(Записи разметки сегментации)
==*==
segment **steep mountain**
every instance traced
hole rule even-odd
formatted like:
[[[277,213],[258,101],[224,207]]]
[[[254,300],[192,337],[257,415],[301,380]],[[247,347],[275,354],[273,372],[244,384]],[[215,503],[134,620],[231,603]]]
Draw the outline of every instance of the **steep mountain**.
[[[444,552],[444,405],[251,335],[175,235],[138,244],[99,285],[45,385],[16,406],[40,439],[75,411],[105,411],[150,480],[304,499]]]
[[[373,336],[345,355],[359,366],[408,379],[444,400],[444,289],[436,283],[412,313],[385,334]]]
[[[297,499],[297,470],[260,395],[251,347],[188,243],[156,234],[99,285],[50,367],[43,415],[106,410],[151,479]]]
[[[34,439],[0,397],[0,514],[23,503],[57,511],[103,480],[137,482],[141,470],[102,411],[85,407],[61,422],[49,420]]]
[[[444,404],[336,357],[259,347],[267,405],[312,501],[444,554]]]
==*==
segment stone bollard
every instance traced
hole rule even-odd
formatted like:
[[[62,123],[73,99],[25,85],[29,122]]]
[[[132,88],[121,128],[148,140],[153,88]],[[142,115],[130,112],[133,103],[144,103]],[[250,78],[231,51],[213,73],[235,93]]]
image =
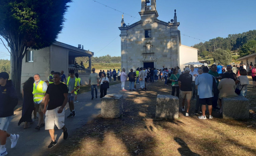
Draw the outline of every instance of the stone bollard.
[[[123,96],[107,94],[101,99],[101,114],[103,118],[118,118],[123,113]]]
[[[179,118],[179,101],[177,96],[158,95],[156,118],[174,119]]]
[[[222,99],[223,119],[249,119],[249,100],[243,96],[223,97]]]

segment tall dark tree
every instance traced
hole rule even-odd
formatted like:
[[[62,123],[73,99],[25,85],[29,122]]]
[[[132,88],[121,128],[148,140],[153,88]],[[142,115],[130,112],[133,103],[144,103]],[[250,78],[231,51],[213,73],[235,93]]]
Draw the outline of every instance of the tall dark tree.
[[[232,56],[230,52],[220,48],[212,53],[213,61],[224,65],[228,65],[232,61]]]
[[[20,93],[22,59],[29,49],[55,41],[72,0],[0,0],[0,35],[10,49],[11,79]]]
==*==
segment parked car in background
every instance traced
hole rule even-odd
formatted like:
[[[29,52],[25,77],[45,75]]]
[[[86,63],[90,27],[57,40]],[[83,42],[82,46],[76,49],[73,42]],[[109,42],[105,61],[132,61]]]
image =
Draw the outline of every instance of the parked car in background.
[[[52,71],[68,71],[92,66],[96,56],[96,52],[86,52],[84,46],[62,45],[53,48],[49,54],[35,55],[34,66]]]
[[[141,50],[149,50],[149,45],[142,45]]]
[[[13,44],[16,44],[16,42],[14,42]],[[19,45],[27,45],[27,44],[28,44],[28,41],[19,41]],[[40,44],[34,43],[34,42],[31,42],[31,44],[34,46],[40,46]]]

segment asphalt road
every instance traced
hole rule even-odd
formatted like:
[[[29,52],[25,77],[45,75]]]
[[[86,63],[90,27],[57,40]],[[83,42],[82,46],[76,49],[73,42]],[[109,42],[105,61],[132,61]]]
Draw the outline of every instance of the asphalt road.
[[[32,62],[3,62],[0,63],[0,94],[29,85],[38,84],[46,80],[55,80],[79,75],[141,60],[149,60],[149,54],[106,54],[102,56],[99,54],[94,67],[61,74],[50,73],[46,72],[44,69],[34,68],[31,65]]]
==*==
■ ЗАДАНИЕ: Представьте отрывок записей от строки с «segment parked car in background» до строки с «Draw the outline of every instance of the parked» включительно как таблицу Markdown со столбцами «Номер» и «Строка». Пустые строки пропустите.

■ ОТВЕТ:
| Номер | Строка |
|---|---|
| 1 | segment parked car in background |
| 2 | every instance traced |
| 3 | hole rule even-odd |
| 4 | formatted like: |
| 5 | [[[29,52],[25,77],[45,75]]] |
| 6 | [[[86,63],[90,27],[57,40]],[[83,42],[82,46],[76,49],[73,42]],[[109,42],[105,61],[132,61]]] |
| 7 | image = |
| 8 | Draw the outline of every instance of the parked car in background. |